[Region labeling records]
:::
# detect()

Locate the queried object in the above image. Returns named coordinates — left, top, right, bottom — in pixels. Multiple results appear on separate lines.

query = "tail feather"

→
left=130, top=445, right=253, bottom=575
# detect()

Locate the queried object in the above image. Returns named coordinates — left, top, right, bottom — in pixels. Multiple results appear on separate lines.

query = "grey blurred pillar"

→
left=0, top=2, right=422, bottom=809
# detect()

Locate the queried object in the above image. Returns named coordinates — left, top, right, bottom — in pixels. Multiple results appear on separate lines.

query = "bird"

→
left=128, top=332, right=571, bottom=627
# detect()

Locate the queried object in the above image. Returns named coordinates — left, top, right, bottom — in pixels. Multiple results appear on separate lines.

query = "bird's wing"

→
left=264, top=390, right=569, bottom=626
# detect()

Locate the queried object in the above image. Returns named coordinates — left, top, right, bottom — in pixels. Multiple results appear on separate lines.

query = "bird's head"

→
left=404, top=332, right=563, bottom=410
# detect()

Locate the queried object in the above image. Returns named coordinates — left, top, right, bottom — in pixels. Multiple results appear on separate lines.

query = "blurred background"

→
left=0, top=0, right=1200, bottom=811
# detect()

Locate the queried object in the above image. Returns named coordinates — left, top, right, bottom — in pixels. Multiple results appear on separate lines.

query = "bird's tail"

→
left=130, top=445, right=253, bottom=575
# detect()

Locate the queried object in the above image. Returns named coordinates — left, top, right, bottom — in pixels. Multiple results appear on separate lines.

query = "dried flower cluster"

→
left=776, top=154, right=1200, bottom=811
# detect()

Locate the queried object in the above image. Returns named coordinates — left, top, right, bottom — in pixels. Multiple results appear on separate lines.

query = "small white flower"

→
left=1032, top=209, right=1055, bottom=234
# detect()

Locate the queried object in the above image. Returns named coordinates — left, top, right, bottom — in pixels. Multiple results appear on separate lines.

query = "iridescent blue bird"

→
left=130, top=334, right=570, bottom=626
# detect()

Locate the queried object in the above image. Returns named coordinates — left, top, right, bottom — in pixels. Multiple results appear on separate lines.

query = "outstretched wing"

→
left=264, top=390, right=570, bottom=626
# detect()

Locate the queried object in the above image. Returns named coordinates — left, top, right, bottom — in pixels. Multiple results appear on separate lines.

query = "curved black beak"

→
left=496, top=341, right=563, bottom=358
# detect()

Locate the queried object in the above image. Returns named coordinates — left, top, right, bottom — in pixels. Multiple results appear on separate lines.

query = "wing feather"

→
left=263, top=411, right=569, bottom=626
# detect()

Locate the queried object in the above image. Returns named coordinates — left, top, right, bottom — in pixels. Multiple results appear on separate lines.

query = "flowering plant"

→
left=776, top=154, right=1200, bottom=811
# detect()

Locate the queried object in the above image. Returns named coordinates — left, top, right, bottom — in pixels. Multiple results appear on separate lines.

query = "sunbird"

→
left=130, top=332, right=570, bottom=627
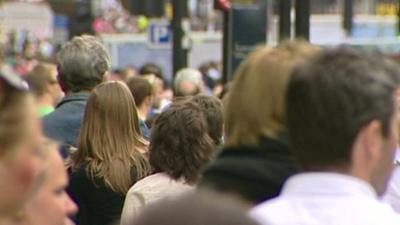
:::
§ TASK TO CARRY OUT:
Rewrite all of the rows above as a JSON list of strings, one string per line, skipping blank lines. Leave the pictures out of the answer.

§ THE COMPLETED TASK:
[
  "# detect()",
  "Locate the queried object in the above image. Returns named coordinates — left, top, right, bottom — in pixels. Multiple results appear on separate lines.",
  "query = \"tail feather\"",
  "→",
  "left=130, top=445, right=253, bottom=575",
  "# detect()",
  "Locate the queried object in the above image. Returns named coordinates — left, top, right, bottom — in pixels. Multiple results appear on separate lines.",
  "query = \"grey blurred pillar\"",
  "→",
  "left=0, top=2, right=422, bottom=809",
  "# detect()",
  "Locate the queried object in the above image. Returns named coordinates — left, top, right, bottom — in pixels. Multiple results appear on separate lines.",
  "query = \"bird\"",
  "→",
  "left=128, top=332, right=571, bottom=627",
  "# detect()",
  "Locate the queried object in the above image. Returns named coordinates — left, top, right, bottom — in pixels. Multiple results appear on separate lines.",
  "query = \"bird's wing\"",
  "→",
  "left=264, top=390, right=569, bottom=626",
  "# detect()",
  "Locate the queried object in the above image. Returns named coordinates — left, top, right, bottom — in pixels. Multiple results appear on separate lines.",
  "query = \"bird's head\"",
  "→",
  "left=404, top=332, right=563, bottom=410",
  "# detect()",
  "Locate the queried object in the above image. Returns named coordinates — left, top, right, bottom — in pixels. Multiple results appear on separate lines.",
  "query = \"blurred background\"",
  "→",
  "left=0, top=0, right=1200, bottom=811",
  "# detect()",
  "Locate the queried object in the above image. Returns named coordinates — left, top, right, bottom — in pixels. Multiple results appear on separate lines.",
  "query = \"bird's tail\"",
  "→",
  "left=130, top=445, right=253, bottom=575",
  "# detect()",
  "Locate the queried object in the above image. Returns named coordinates — left, top, right, bottom — in pixels. Multiple results appear on separate lines.",
  "query = \"dried flower cluster\"",
  "→",
  "left=776, top=154, right=1200, bottom=811",
  "# detect()",
  "Locate the queried object in the above image. Returns named coordinates — left, top, right, bottom — in pixels. Multiple results appear on separate lines.",
  "query = \"small white flower\"",
  "→",
  "left=1032, top=209, right=1055, bottom=234",
  "# detect()",
  "Locate the queried object in the above image. Returns named coordinates — left, top, right, bottom — in pixels. Multiple results appear on separate lines.",
  "query = \"iridescent blue bird\"",
  "→",
  "left=130, top=334, right=570, bottom=626",
  "# detect()",
  "Locate the queried object in the above image. Returns named coordinates — left, top, right, bottom — in pixels. Multiple results appear on separate lines.",
  "query = \"outstretched wing\"",
  "→",
  "left=264, top=390, right=570, bottom=626",
  "# detect()",
  "Locate the queried object in the above image. Returns named coordinates — left, top, right, bottom — in pixels. Multiple results appear on separate lines.",
  "query = \"curved black beak\"",
  "→",
  "left=496, top=341, right=563, bottom=358",
  "# detect()",
  "Locate the queried object in the above image. Returns named coordinates — left, top, right, bottom — in pixels. Multiple results appear on separate lines.",
  "query = \"wing feather\"",
  "→",
  "left=263, top=411, right=569, bottom=626",
  "# detect()",
  "Locate the queried object in the above image. Returns named coordinates — left, top, right, bottom — in pixels. Multiple results appear on separate lines.",
  "query = \"flowering plant\"",
  "→",
  "left=776, top=154, right=1200, bottom=811",
  "# detect()",
  "Locate the queried object in the above image. Returns named coordinates — left, top, right, bottom — in pixels. Multiple results appear on separate lines.",
  "query = \"sunbird\"",
  "→",
  "left=130, top=332, right=570, bottom=627"
]